(Point-per-instance localization data)
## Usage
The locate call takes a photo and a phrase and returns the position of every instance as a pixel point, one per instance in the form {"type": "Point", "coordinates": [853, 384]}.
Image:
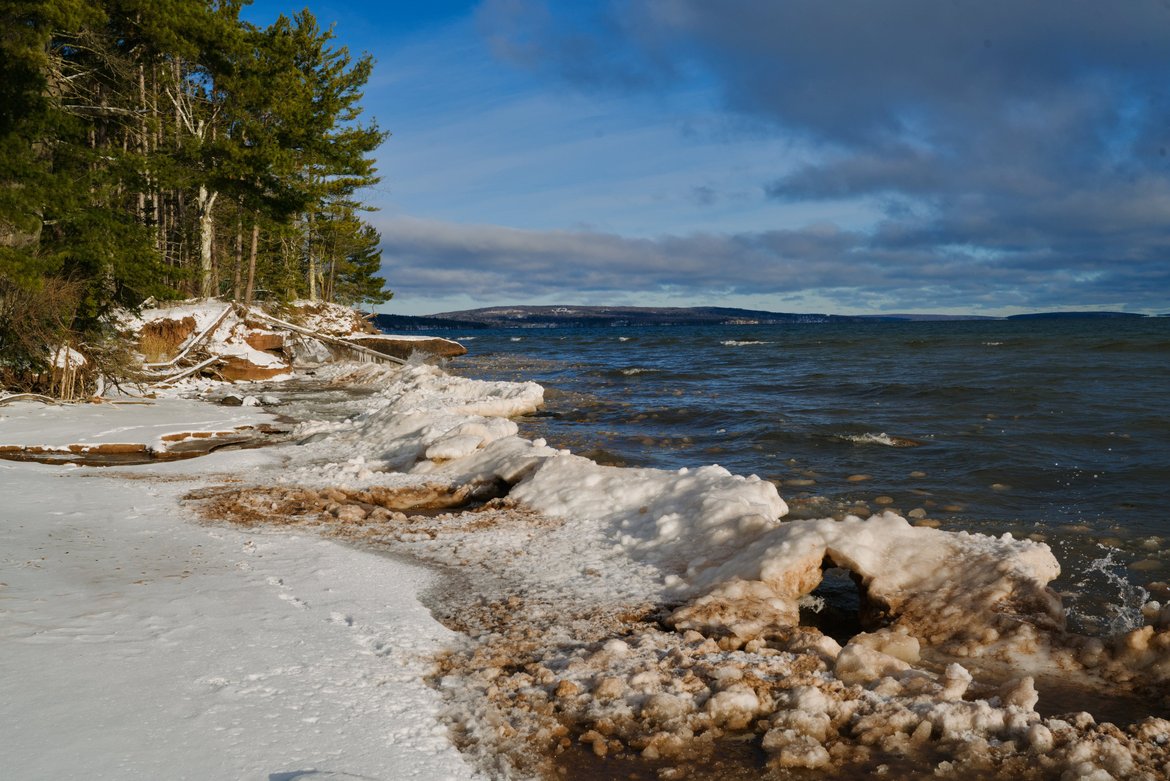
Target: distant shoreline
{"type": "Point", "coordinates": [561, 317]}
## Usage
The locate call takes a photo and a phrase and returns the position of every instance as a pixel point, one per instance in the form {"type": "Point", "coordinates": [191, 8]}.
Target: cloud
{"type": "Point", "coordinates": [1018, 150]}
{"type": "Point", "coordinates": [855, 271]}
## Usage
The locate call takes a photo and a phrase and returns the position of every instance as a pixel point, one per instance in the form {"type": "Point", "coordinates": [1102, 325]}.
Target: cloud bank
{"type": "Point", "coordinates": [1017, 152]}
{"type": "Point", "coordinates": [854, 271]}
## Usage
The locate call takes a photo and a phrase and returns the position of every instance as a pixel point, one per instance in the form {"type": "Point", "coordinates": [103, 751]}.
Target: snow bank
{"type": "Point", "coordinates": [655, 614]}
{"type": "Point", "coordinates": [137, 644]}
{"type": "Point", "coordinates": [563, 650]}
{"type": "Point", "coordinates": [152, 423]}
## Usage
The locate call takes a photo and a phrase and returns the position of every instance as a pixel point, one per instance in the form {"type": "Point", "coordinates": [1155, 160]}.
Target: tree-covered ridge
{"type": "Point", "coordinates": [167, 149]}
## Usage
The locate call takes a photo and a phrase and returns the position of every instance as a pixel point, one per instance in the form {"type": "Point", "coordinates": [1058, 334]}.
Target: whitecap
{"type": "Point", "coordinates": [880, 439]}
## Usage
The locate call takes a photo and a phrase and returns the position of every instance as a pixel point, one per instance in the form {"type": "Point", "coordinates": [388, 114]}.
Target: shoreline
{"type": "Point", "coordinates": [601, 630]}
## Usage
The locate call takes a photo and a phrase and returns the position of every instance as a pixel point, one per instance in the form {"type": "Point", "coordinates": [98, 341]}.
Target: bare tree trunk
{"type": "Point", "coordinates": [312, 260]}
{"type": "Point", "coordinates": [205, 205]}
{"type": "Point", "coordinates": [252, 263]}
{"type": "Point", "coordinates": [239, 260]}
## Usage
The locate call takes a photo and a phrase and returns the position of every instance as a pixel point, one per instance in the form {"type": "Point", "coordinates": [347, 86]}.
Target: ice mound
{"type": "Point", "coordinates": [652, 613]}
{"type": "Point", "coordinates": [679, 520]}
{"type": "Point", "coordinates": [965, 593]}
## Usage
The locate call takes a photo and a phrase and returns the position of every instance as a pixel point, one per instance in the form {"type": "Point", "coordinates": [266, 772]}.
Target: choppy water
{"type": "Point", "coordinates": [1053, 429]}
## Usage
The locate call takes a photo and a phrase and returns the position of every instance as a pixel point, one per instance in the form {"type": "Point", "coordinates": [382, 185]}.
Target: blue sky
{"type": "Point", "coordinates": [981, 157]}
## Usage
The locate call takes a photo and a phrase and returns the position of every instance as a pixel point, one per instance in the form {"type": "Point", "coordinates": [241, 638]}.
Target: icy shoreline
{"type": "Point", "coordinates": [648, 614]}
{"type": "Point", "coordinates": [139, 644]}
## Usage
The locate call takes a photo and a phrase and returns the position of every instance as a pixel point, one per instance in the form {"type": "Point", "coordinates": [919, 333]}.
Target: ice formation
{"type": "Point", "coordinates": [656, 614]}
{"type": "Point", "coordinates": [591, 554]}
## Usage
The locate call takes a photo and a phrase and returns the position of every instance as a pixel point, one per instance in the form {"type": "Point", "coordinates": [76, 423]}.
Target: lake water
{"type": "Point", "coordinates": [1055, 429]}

Task prompt: When you set down the records above, copy every line exactly and exclude the pictures.

Reply:
## Usage
The locate call takes a photo and a phrase and returns the position of every instance as a pixel point, one per instance in the form {"type": "Point", "coordinates": [853, 384]}.
Image:
Target: distant shoreline
{"type": "Point", "coordinates": [561, 317]}
## Usage
The locate call takes a photo and a phrase and returns the position of every instance as a pixel point, one per instance in the form {"type": "Point", "coordinates": [191, 8]}.
Target: cloud
{"type": "Point", "coordinates": [1018, 150]}
{"type": "Point", "coordinates": [855, 271]}
## Usage
The locate call takes a photo and a phrase and returns the position of every instance as a pixel point, one per instance in the form {"type": "Point", "coordinates": [1102, 325]}.
Target: cloud bank
{"type": "Point", "coordinates": [1017, 152]}
{"type": "Point", "coordinates": [854, 271]}
## Usage
The locate call takes a photo and a phrase and returns the position of every instance as a pixel point, one per instance in the form {"type": "Point", "coordinates": [103, 751]}.
Target: snow bank
{"type": "Point", "coordinates": [655, 614]}
{"type": "Point", "coordinates": [137, 644]}
{"type": "Point", "coordinates": [563, 650]}
{"type": "Point", "coordinates": [152, 423]}
## Usage
The locate call takes a photo and a phrase and returns the position of every instance as a pixel point, one per instance in the form {"type": "Point", "coordinates": [1155, 160]}.
Target: tree-covered ridge
{"type": "Point", "coordinates": [167, 149]}
## Usage
The locate call takes a photo and a phrase and returns the position of every instance as a pixel point, one per instance in the form {"type": "Point", "coordinates": [1058, 334]}.
Target: whitecap
{"type": "Point", "coordinates": [880, 439]}
## Usage
The locate call takes a photo and a phrase and returns the position of every instance as a pixel point, one per instance in the form {"type": "Point", "coordinates": [388, 114]}.
Target: shoreline
{"type": "Point", "coordinates": [601, 630]}
## Usage
The locate call takes a photo and a phrase and returns the position of every instance as a pixel point, one per instance in the form {"type": "Point", "coordinates": [98, 341]}.
Target: bare tree trunk
{"type": "Point", "coordinates": [312, 260]}
{"type": "Point", "coordinates": [205, 205]}
{"type": "Point", "coordinates": [252, 263]}
{"type": "Point", "coordinates": [239, 260]}
## Usage
The locate call takes a photo and a phrase and returns the position of every instance as a pixel point, one per instance in the form {"type": "Point", "coordinates": [347, 86]}.
Target: ice mound
{"type": "Point", "coordinates": [652, 613]}
{"type": "Point", "coordinates": [679, 520]}
{"type": "Point", "coordinates": [965, 593]}
## Usage
The locate call takes a photo and a phrase and returns the position of every instance as a pixel point, one per instance in the form {"type": "Point", "coordinates": [266, 772]}.
Target: choppy water
{"type": "Point", "coordinates": [1053, 429]}
## Usage
The locate call takes a photo and a phrase and returns the position of every instance as a pixel point, one per instance in the form {"type": "Point", "coordinates": [382, 185]}.
Target: blue sky
{"type": "Point", "coordinates": [981, 157]}
## Usage
The locate call takes a photo and a phrase and returns the position of every instance as a pixel point, one per instance in the form {"type": "Point", "coordinates": [241, 638]}.
Target: icy shoreline
{"type": "Point", "coordinates": [648, 614]}
{"type": "Point", "coordinates": [139, 644]}
## Usage
The locate call takes a photo and a phrase and returns the position of every instance as a pixel point, one per instance in the form {"type": "Point", "coordinates": [919, 333]}.
Target: ice formation
{"type": "Point", "coordinates": [656, 614]}
{"type": "Point", "coordinates": [591, 554]}
## Usage
The locate call takes a photo and a phrase and returns the position of every instance as a pixel point, one per instance in the form {"type": "Point", "coordinates": [76, 423]}.
Target: lake water
{"type": "Point", "coordinates": [1055, 429]}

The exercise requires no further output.